____ Record set

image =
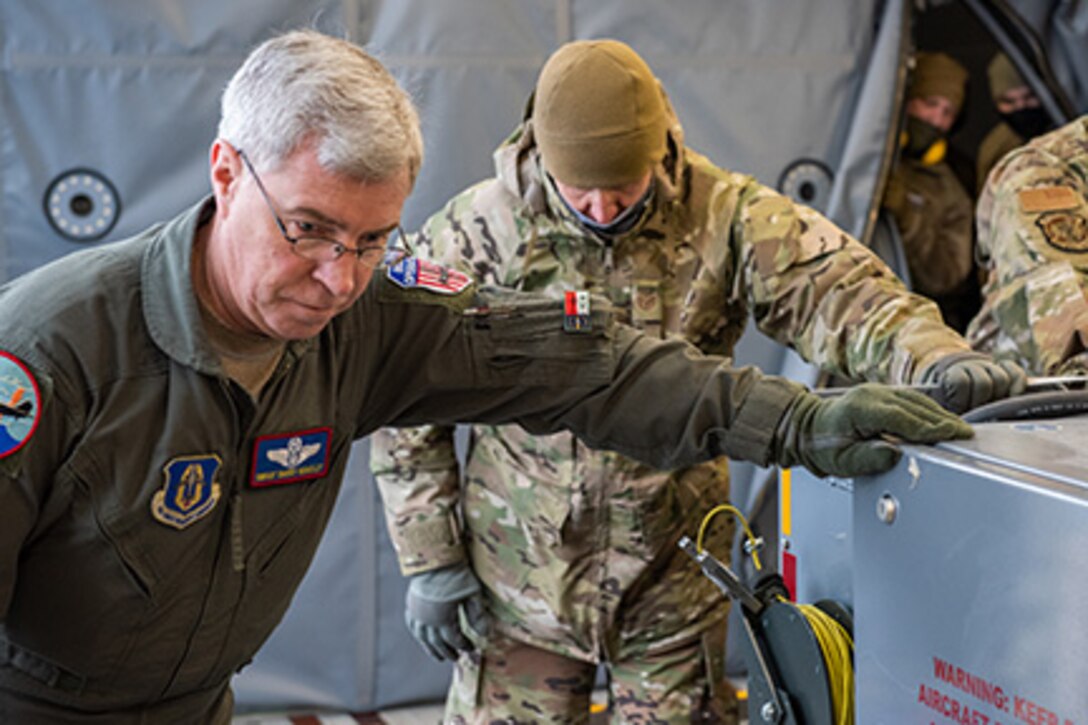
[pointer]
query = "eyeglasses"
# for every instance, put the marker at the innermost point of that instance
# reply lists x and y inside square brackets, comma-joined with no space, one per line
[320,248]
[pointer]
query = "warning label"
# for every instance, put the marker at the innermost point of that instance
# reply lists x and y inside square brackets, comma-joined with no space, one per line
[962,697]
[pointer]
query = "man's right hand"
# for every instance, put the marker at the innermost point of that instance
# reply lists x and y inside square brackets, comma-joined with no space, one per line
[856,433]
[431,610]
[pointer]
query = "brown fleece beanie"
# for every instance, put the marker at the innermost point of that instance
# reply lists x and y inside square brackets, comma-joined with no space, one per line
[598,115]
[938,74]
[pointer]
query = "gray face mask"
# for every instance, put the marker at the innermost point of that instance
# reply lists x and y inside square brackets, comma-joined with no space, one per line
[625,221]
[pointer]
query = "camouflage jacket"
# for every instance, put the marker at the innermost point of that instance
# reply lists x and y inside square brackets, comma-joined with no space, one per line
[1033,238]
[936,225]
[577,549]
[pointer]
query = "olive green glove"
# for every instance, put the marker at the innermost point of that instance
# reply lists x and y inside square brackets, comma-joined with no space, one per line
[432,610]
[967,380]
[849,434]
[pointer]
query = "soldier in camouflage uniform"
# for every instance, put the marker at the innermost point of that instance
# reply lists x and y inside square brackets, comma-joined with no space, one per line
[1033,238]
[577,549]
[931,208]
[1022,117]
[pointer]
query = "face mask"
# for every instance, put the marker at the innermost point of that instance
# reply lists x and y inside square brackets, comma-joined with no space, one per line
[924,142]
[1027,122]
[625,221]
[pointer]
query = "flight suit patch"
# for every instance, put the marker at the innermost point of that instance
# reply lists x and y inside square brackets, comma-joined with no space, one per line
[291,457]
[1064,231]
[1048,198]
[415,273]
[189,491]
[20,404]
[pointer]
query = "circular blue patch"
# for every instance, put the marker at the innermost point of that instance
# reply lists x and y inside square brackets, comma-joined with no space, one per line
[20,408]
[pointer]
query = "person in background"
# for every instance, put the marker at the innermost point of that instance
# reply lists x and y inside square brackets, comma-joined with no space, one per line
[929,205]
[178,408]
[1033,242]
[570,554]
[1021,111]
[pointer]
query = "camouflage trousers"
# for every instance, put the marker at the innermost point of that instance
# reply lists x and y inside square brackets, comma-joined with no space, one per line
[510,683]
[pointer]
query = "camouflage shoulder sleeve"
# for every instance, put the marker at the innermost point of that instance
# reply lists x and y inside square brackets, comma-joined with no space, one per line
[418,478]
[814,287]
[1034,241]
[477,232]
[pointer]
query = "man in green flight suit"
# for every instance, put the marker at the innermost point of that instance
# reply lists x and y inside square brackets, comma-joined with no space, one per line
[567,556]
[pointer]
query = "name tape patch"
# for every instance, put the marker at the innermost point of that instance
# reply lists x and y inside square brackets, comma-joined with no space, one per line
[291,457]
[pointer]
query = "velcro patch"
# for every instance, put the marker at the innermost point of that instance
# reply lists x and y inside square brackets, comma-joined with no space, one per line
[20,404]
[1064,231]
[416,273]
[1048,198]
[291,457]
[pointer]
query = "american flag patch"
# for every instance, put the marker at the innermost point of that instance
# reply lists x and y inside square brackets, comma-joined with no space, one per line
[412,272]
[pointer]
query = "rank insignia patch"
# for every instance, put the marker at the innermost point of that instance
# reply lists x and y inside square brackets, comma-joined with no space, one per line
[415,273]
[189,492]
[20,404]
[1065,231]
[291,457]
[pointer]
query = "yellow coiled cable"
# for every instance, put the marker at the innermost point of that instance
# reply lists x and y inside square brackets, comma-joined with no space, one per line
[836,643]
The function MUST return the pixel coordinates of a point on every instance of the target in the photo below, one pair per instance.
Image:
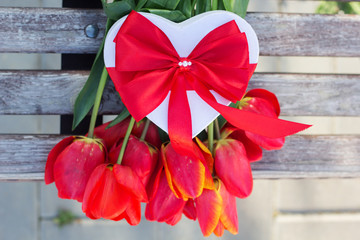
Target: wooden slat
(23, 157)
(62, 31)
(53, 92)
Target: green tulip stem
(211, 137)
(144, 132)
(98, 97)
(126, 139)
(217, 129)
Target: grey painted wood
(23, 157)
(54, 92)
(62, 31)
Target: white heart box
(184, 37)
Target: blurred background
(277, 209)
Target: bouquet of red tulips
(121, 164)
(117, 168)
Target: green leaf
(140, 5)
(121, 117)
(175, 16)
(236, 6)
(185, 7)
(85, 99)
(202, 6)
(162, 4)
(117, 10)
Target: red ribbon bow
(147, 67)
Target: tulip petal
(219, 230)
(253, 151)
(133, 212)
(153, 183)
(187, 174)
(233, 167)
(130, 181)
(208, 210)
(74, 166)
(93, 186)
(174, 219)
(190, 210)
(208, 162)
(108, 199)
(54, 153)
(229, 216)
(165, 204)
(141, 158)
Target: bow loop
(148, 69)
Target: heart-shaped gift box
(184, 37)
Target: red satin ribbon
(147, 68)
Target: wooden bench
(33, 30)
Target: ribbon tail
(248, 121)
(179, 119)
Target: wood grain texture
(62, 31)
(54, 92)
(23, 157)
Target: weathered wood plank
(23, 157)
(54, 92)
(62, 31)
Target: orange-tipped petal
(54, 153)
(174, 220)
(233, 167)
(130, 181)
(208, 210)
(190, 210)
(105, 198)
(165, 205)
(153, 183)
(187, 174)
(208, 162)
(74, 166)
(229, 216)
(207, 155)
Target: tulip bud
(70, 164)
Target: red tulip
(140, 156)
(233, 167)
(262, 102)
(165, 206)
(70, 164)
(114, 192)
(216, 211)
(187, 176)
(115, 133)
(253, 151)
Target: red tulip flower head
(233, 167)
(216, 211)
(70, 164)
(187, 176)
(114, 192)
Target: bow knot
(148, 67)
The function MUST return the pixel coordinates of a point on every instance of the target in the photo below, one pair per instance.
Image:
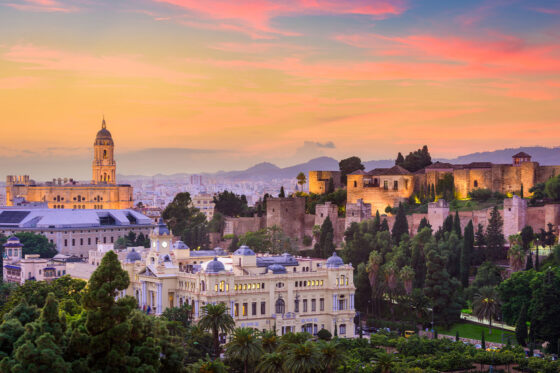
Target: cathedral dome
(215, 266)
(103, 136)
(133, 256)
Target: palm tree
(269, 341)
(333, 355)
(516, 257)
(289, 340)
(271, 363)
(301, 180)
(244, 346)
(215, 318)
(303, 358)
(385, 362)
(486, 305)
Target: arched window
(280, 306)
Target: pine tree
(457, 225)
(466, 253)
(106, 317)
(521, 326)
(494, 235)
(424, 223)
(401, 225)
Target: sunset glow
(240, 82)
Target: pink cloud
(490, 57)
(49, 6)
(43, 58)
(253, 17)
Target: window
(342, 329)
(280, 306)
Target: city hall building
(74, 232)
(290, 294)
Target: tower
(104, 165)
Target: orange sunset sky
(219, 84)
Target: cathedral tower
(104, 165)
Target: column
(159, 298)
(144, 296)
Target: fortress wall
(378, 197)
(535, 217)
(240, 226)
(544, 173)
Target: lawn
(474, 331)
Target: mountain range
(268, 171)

________

▶ [Exercise objective] Please repeat each record above precisely, with the pictures left out.

▶ [Exercise answer]
image =
[pointer]
query = "eyeglasses"
# for every instance, put the marker at the innermost point of that instance
# reply lists x and y inside square brackets, comma-joined with no space, one per line
[320,248]
[pointer]
query = "warning label"
# for every instance, put the marker at the innermost point of that instance
# reply lists x and y inside square brackets, comma-joined with no space, one per line
[962,697]
[pointer]
query = "man's right hand"
# for every instance, put the marker at the innermost point of that instance
# reply lists x and y inside square brackets, comma-joined with no space, one per line
[856,433]
[431,610]
[pointer]
query = "brown fleece beanie"
# for every instance, put the marker at the innermost point of that instance
# reply lists x and y inside square brackets, comma-joined with no space, one per line
[598,115]
[938,74]
[pointer]
query = "gray face mask"
# for every instance, put the marker at the innermost point of that instance
# reply lists x and y inside square brackets, comma-joined with no space, one per line
[625,221]
[pointer]
query = "camouflage jacket"
# for every instance, put the marker at the innermost point of that instance
# reply lists x and y inside square brackets, comma-joined with no space, one per line
[1033,238]
[936,225]
[577,549]
[pointer]
query = "olive green glove"
# for every instance, put the marker at the innermost point of that instance
# reply lists x and y inside square brackets, comma-joined with no space, one per line
[432,610]
[967,380]
[849,434]
[pointer]
query = "soldier in camouflage uniform"
# for every instance, put the marker at the innermost point of that instance
# reply lists x and y inside square brackets, comma-joined with no space, one per line
[1033,238]
[577,549]
[931,208]
[1022,117]
[pointer]
query = "face mask"
# for every instance, put the marker at the innermost point of that instance
# reply lists x and y inside square brackets, comma-joined with no space, one per line
[924,142]
[1027,122]
[625,221]
[pointer]
query = "flight suit patch"
# for every instance, put the marker at the innermost point of that instance
# reply lists x and y inside square brackets, comma-joined with no space, one per line
[291,457]
[1064,231]
[1048,198]
[415,273]
[189,491]
[20,404]
[pointer]
query = "circular blue patch"
# for every instance, put the marker at the innermost point of that instance
# reply lists x and y inside square brackets, comma-joined with no space, one per line
[20,408]
[pointer]
query = "person in background"
# for every instance, put the marker at the innermost point of that instance
# reply lists x and y inside square brackets, comma-joined with no space, one per line
[929,205]
[178,408]
[1033,242]
[570,554]
[1021,111]
[pointer]
query = "camouflage trousers"
# for every instance, put the marker at the innermost point of that instance
# reply lists x and y inside square brackets, comma-joined with no space, one per line
[510,683]
[pointer]
query = "camouflage shoulder sleeve"
# for every instance, put the marker at the innermost point of that instance
# reply lists x and y inside square brackets, comma-joined with no space, one per line
[418,478]
[814,287]
[1034,241]
[477,232]
[pointer]
query = "man in green flight suit"
# for every instance, put the marker at the innermost point of that instance
# reply lists x and y inside square brackets, comma-joined with no space, one per line
[567,556]
[pointer]
query = "name tape patch"
# for every instance, put the marker at the innermost point of that instance
# reply lists x and y inside square brackets, comma-joined with no space, one per line
[291,457]
[pointer]
query = "velcro patch"
# for every instance, put the marker at the innermost point of that instance
# reply lists x and y inside square brackets, comma-joined with no space, one per line
[20,404]
[1064,231]
[416,273]
[1048,198]
[291,457]
[pointer]
query = "american flag patch"
# for every instance, put the marker at the innermost point of that instance
# reply lists x and y inside square brackets, comma-joined with no space, one per line
[412,272]
[pointer]
query = "rank insignia patch"
# for every instance, put the marker at the innermost point of that instance
# reply lists x and y inside square brackets, comma-joined with no space, one per line
[415,273]
[189,492]
[20,404]
[1065,231]
[291,457]
[pointer]
query = "yellow coiled cable"
# for every instance, put the marker at the innermost point of that instance
# reply lists x and y inside square brackets, comma-joined with no space, one per line
[836,643]
The function MUST return the pixel coordinates of a point on every instance of the target in the photo below, one pair per instance.
Image:
Target: wooden slat
(23, 157)
(62, 31)
(53, 92)
Target: green tulip stem
(211, 137)
(144, 132)
(98, 97)
(126, 139)
(217, 129)
Target: grey painted wood
(23, 157)
(54, 92)
(62, 31)
Target: white heart box
(184, 37)
Target: blurred background
(277, 209)
Target: bouquet of red tulips
(121, 164)
(117, 168)
Target: green leaf
(140, 5)
(121, 117)
(175, 16)
(236, 6)
(185, 7)
(85, 99)
(202, 6)
(162, 4)
(117, 10)
Target: red ribbon bow
(147, 67)
Target: tulip petal
(219, 230)
(253, 151)
(133, 212)
(153, 183)
(187, 174)
(233, 167)
(130, 181)
(208, 210)
(74, 166)
(93, 186)
(174, 219)
(190, 210)
(208, 162)
(108, 199)
(54, 153)
(229, 216)
(165, 204)
(141, 158)
Target: bow loop
(148, 69)
Target: heart-shaped gift box
(184, 37)
Target: red satin ribbon
(147, 68)
Target: wooden bench
(33, 30)
Target: ribbon tail
(248, 121)
(179, 119)
Target: wood grain texture
(62, 31)
(54, 92)
(23, 157)
Target: weathered wood plank
(23, 157)
(54, 92)
(62, 31)
Target: orange-tipped petal
(54, 153)
(174, 220)
(233, 167)
(130, 181)
(208, 210)
(190, 210)
(105, 198)
(165, 205)
(153, 183)
(187, 174)
(208, 162)
(74, 166)
(229, 216)
(207, 155)
Target: tulip bud
(70, 164)
Target: red tulip
(140, 156)
(233, 167)
(262, 102)
(165, 206)
(70, 164)
(114, 192)
(216, 211)
(187, 176)
(115, 133)
(253, 151)
Target: red tulip flower head
(233, 167)
(216, 211)
(70, 164)
(187, 176)
(114, 192)
Target: bow knot
(148, 67)
The function MUST return the pixel coordinates of a point on every instance of the target in the photo below, one pair per instance.
Image:
Target: cathedral dome
(215, 266)
(103, 136)
(133, 256)
Target: palm tree
(269, 341)
(333, 355)
(516, 257)
(289, 340)
(271, 363)
(301, 180)
(244, 346)
(215, 318)
(303, 358)
(385, 362)
(486, 305)
Target: arched window
(280, 306)
Target: pine tree
(457, 225)
(466, 253)
(106, 317)
(521, 326)
(494, 235)
(424, 223)
(401, 225)
Target: sunset glow
(240, 82)
Target: pink cloud
(490, 57)
(49, 6)
(43, 58)
(253, 17)
Target: window
(342, 329)
(280, 306)
Target: city hall building
(74, 232)
(290, 294)
Target: tower
(104, 165)
Target: orange sunset sky
(219, 84)
Target: cathedral tower
(104, 165)
Target: column
(159, 298)
(144, 296)
Target: fortress wall
(378, 197)
(535, 217)
(240, 226)
(544, 173)
Target: lawn
(474, 331)
Target: mountain range
(268, 171)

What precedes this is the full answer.